--- Collected data ---
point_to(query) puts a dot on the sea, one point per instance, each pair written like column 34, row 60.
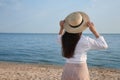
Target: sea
column 43, row 48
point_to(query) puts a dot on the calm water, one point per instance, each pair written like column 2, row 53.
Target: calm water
column 44, row 49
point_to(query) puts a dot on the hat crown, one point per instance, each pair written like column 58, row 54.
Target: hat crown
column 75, row 19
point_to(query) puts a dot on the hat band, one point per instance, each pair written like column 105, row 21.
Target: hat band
column 77, row 25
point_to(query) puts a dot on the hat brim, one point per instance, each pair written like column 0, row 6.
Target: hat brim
column 79, row 29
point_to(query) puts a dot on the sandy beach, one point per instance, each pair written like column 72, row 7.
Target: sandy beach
column 15, row 71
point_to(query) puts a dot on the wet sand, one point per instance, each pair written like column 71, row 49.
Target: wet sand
column 17, row 71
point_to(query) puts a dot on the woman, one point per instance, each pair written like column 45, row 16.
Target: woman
column 75, row 45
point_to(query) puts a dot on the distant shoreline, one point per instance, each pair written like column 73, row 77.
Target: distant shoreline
column 56, row 33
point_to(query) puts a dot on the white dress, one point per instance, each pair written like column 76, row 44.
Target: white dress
column 76, row 67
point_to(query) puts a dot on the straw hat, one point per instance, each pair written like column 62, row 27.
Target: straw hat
column 76, row 22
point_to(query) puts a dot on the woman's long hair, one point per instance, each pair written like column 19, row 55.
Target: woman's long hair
column 69, row 42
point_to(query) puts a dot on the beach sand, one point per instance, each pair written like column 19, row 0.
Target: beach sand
column 17, row 71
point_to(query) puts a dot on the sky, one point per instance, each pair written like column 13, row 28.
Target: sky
column 43, row 16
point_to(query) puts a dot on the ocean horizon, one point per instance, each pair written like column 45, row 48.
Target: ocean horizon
column 42, row 48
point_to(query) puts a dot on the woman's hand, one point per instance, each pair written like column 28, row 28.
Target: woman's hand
column 92, row 29
column 62, row 23
column 61, row 26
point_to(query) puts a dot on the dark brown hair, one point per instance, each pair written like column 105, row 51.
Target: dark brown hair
column 69, row 42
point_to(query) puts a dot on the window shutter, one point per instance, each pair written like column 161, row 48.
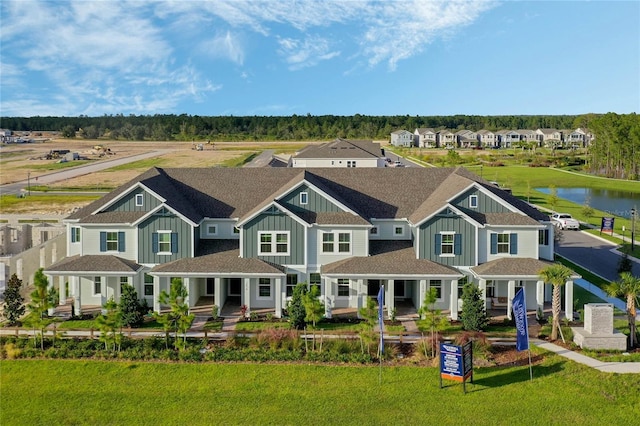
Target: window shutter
column 121, row 246
column 457, row 244
column 174, row 242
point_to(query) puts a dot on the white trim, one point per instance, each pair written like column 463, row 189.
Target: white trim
column 274, row 243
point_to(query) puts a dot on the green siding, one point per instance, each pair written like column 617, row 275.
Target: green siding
column 275, row 221
column 486, row 204
column 128, row 202
column 163, row 220
column 316, row 202
column 448, row 223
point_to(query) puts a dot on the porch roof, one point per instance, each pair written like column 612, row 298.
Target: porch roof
column 94, row 264
column 389, row 258
column 512, row 267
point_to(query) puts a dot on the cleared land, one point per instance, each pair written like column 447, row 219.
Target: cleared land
column 93, row 392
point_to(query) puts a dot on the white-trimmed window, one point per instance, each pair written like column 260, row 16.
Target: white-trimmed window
column 264, row 288
column 343, row 287
column 336, row 242
column 75, row 234
column 446, row 243
column 97, row 286
column 437, row 284
column 273, row 243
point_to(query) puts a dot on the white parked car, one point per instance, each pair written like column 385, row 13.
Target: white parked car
column 565, row 221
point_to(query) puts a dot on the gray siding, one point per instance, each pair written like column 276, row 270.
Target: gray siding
column 448, row 223
column 316, row 202
column 163, row 221
column 486, row 204
column 275, row 221
column 128, row 202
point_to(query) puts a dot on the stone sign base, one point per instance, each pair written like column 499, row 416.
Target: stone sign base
column 608, row 341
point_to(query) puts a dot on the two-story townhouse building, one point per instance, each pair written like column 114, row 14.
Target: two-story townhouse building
column 248, row 236
column 402, row 138
column 340, row 153
column 426, row 137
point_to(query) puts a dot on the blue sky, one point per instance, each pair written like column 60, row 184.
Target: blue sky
column 318, row 57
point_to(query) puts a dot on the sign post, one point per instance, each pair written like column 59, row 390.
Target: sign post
column 456, row 363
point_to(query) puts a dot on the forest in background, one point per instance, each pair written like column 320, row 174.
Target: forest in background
column 615, row 151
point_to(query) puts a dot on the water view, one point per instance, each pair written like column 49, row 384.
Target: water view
column 616, row 203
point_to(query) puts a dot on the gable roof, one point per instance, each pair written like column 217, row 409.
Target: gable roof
column 371, row 193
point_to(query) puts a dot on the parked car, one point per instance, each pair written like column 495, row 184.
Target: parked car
column 565, row 221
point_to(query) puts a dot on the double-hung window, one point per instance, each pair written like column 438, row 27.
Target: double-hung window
column 273, row 243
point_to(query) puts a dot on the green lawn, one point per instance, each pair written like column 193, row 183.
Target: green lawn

--- YOUR OBJECTIVE ---
Out of the data above, return each line where the word "lawn" can be found.

--- EXERCISE RESULT ---
point_to(query) puts a dot on the green lawn, one point per instance, each pair written like column 193, row 183.
Target: green lawn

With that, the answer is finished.